§ RECORDS TO PROCESS:

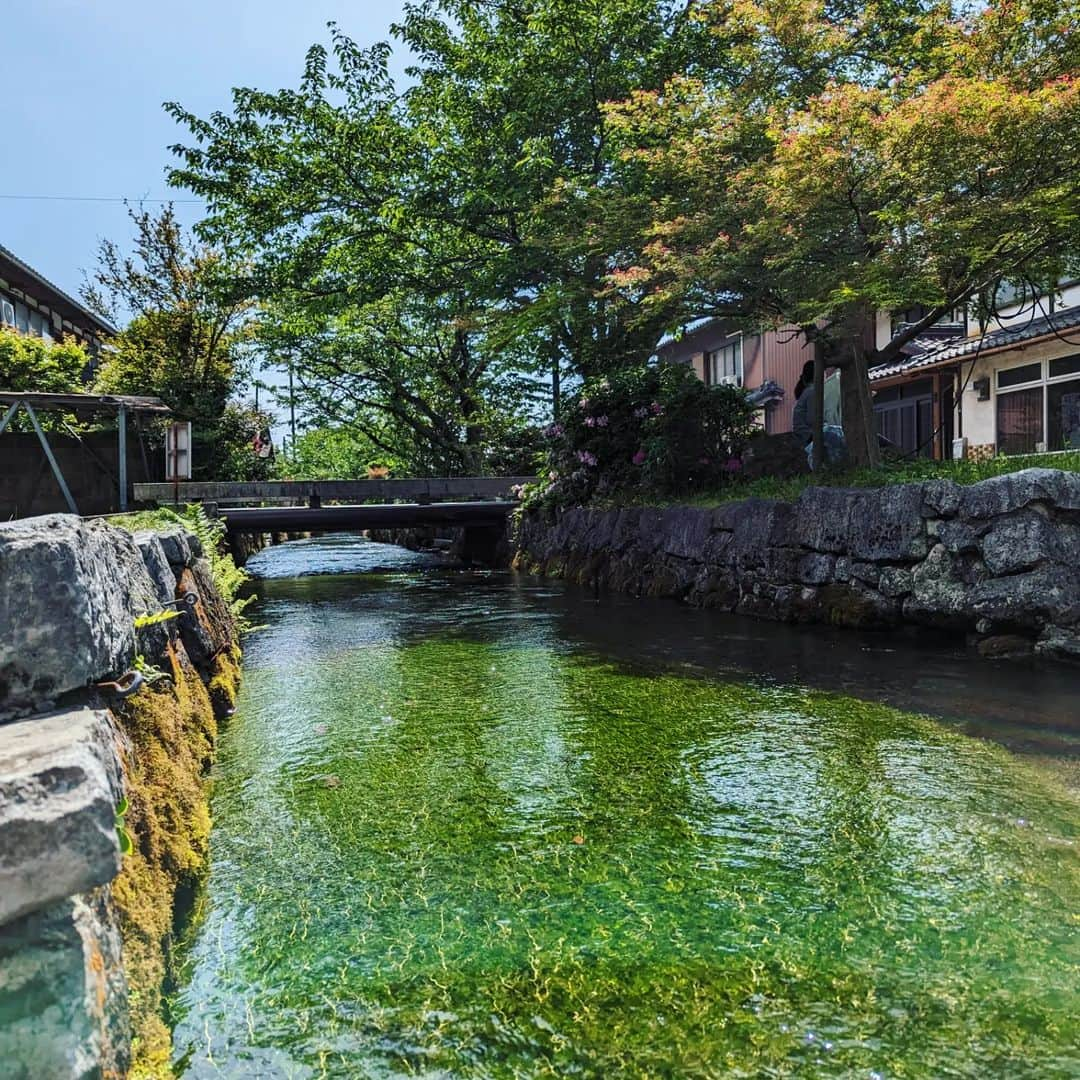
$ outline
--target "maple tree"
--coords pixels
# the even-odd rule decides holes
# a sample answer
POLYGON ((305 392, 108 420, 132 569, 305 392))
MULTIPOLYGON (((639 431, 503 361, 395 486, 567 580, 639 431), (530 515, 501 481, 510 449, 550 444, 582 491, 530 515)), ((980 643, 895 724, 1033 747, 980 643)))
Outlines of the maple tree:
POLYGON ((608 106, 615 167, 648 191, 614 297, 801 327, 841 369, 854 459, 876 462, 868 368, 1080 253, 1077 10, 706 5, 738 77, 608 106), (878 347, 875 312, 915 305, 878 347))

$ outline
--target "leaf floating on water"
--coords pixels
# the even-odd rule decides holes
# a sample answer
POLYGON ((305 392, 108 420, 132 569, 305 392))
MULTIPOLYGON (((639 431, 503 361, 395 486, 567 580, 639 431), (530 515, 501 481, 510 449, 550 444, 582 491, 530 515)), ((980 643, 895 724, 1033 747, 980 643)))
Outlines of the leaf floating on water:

§ WHAT YOU NEED TO DO:
Set down the lines above exactly as written. Begin at the line containing "Outlines of the maple" and stop after the last line.

§ OUTPUT BELOW:
Outlines of the maple tree:
POLYGON ((608 106, 615 167, 648 191, 614 297, 801 327, 841 369, 854 459, 876 462, 868 368, 1080 253, 1077 10, 706 5, 738 77, 608 106), (878 347, 875 312, 915 305, 878 347))

$ outline
--target "leaf floating on water"
--coords pixels
# the even-odd rule decides holes
# a sample answer
POLYGON ((305 392, 108 420, 132 569, 305 392))
MULTIPOLYGON (((639 431, 503 361, 395 486, 567 580, 639 431), (530 515, 501 481, 510 449, 550 444, 582 491, 530 515)), ((980 643, 895 724, 1033 747, 980 643)))
Outlines of the leaf floating on water:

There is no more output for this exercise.